→ **QUOTED PASSAGE**
───
Red Poinsettia Watercolor

Red Poinsettia Loose Watercolor 11×14 140lb cold press

Have you ever heard the old Mexican legend about how poinsettias became the flower of Christmas?  It’s a sweet little story that has several versions, but basically goes like this:

There was once a poor Mexican girl named Pepita, who had no present to give the the baby Jesus at the Christmas Eve Services, so she picked a small handful of weeds from the roadside and made them into a a small bouquet.  When Pepita knelt down and put the bouquet at the bottom of the nativity scene, the bouquet of weeds suddenly burst into bright red flowers, and everyone who saw them were sure they had seen a miracle. From that day on, the bright red flowers were known as the ‘Flores de Noche Buena’, or ‘Flowers of the Holy Night’.

The shape of the poinsettia flower and leaves are sometimes thought to be a symbol of the Star of Bethlehem which led the Wise Men to Jesus. The red colored leaves symbolize the blood of Christ. The white leaves represent his purity.
───
→ **ENTRIES**
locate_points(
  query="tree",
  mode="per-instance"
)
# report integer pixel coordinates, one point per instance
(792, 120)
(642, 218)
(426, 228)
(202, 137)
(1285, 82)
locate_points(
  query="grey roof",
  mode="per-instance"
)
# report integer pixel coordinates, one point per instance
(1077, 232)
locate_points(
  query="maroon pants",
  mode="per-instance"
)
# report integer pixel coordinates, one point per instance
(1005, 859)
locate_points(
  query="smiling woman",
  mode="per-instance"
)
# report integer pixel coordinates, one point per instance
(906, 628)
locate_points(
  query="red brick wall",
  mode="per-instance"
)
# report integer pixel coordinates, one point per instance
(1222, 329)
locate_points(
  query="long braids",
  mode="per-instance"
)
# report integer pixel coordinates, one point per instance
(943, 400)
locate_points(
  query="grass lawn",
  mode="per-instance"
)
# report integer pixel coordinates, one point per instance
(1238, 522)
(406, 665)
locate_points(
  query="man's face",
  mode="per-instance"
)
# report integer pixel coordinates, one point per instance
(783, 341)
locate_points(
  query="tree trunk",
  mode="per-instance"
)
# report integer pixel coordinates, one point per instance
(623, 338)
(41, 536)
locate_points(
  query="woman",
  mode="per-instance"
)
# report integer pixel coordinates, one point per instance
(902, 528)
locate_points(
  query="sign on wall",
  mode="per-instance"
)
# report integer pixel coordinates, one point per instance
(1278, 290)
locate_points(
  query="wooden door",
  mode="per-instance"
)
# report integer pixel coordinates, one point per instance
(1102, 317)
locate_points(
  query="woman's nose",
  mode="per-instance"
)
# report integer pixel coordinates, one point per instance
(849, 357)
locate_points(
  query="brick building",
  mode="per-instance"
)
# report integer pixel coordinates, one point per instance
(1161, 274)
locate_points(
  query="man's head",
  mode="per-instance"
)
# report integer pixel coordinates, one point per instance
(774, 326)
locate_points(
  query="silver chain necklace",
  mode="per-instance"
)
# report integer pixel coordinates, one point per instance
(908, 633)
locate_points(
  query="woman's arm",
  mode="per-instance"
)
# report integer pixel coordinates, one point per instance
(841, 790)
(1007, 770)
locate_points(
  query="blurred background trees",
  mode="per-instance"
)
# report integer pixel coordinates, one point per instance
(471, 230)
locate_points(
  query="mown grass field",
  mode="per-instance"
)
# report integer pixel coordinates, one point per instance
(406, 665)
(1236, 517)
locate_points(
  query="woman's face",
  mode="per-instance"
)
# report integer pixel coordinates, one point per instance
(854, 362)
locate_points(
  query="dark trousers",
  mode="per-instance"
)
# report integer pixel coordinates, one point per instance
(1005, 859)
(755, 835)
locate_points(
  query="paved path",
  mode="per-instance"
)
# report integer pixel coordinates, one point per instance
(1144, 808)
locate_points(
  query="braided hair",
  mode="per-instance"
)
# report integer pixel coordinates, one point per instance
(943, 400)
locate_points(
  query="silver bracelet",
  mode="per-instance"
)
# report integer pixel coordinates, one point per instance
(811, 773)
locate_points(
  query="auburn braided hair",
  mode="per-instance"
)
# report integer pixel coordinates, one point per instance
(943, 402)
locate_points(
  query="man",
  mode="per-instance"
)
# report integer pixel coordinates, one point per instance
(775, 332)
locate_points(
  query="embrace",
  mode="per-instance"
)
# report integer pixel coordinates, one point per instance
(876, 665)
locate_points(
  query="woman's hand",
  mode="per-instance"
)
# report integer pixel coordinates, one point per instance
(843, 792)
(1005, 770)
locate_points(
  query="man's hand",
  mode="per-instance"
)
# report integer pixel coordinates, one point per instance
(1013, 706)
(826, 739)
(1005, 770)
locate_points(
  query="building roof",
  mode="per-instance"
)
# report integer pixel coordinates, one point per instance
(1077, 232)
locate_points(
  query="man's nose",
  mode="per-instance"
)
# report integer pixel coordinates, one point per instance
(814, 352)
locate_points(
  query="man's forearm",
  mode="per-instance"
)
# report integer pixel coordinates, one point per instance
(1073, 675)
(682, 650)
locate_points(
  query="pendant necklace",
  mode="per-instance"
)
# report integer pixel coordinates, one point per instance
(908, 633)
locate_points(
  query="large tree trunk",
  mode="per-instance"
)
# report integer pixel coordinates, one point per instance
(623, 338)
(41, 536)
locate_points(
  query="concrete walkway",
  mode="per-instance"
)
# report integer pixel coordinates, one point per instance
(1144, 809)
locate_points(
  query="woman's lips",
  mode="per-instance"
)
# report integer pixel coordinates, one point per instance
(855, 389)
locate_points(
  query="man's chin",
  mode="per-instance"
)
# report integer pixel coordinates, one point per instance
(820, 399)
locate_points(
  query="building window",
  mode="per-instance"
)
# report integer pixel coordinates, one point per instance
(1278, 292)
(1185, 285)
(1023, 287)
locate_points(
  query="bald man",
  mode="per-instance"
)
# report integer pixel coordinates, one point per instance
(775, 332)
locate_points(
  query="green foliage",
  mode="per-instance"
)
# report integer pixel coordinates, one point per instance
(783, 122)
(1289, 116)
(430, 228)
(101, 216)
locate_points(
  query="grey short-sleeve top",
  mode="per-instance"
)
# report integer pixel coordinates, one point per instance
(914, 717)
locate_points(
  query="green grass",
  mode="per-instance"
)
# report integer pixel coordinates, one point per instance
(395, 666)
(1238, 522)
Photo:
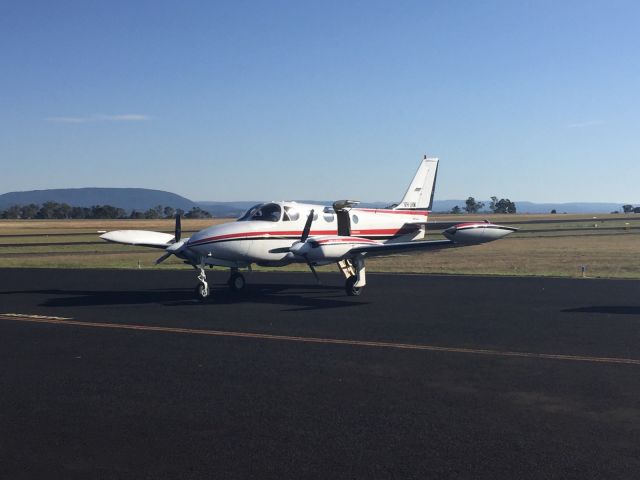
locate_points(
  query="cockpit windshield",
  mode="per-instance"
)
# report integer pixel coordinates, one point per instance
(267, 212)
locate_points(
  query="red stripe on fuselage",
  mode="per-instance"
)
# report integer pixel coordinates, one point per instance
(421, 213)
(276, 234)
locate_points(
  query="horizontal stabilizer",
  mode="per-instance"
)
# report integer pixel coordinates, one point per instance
(143, 238)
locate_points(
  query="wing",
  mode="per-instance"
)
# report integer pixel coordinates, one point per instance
(143, 238)
(388, 248)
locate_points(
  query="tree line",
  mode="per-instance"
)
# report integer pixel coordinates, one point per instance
(55, 210)
(503, 205)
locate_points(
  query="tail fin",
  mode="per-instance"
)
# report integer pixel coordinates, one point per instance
(420, 192)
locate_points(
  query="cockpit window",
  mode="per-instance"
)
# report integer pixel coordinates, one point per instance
(267, 212)
(290, 214)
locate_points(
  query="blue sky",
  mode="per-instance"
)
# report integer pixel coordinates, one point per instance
(531, 100)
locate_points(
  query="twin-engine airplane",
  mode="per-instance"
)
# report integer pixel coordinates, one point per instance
(279, 233)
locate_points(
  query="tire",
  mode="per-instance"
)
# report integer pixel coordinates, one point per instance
(350, 287)
(202, 292)
(236, 282)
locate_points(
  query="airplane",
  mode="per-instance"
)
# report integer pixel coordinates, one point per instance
(276, 234)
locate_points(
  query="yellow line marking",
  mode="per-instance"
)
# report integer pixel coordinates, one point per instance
(317, 340)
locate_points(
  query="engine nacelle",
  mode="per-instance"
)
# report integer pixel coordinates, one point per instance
(330, 248)
(476, 233)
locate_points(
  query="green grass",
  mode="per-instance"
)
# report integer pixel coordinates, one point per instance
(607, 253)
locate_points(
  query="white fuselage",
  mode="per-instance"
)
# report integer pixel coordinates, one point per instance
(278, 225)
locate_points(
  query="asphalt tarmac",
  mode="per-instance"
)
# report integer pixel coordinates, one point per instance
(420, 377)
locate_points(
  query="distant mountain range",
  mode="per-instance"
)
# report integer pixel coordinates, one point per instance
(143, 199)
(126, 198)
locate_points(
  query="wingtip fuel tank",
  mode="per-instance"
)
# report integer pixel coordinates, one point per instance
(476, 232)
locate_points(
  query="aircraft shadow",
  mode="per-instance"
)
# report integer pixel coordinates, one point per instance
(610, 309)
(312, 297)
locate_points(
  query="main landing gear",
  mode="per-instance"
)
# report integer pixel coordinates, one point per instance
(202, 289)
(236, 281)
(354, 272)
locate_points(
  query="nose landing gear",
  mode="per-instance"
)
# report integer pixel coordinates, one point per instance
(355, 274)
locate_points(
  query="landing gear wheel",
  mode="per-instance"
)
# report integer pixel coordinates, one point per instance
(236, 282)
(350, 287)
(202, 292)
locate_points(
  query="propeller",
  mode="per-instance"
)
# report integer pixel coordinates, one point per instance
(300, 247)
(177, 244)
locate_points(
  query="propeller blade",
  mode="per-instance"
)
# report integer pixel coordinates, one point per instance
(307, 227)
(178, 232)
(313, 270)
(163, 258)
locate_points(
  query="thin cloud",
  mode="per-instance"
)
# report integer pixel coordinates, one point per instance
(124, 117)
(588, 123)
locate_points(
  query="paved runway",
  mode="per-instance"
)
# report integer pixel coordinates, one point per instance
(420, 377)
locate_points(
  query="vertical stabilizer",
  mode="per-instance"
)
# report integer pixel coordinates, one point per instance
(419, 195)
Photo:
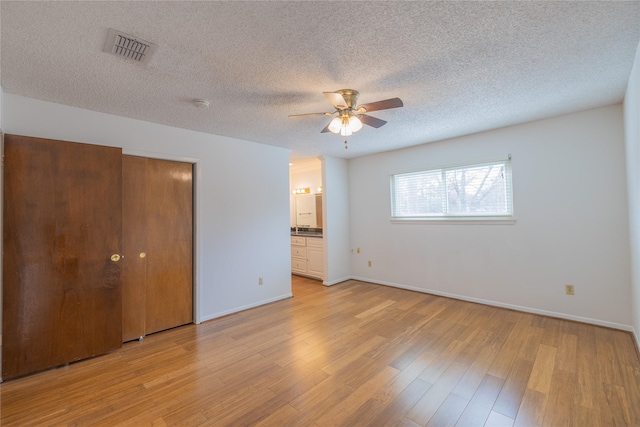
───
→ **WORK INSTRUCTIONS**
[A] According to the poinsettia legend, what did Pepita make her bouquet from?
[B] Summarize the poinsettia text in two sentences.

→ **TASK RESPONSES**
[A] A small handful of weeds she picked from the roadside.

[B] An old Mexican legend tells of a poor girl named Pepita who had no present for the baby Jesus at the Christmas Eve Services, so she laid a small bouquet of roadside weeds at the nativity scene, where it burst into bright red flowers that became known as the "Flores de Noche Buena," or "Flowers of the Holy Night." The shape of the poinsettia is sometimes thought to symbolize the Star of Bethlehem, with its red leaves standing for the blood of Christ and its white leaves for his purity.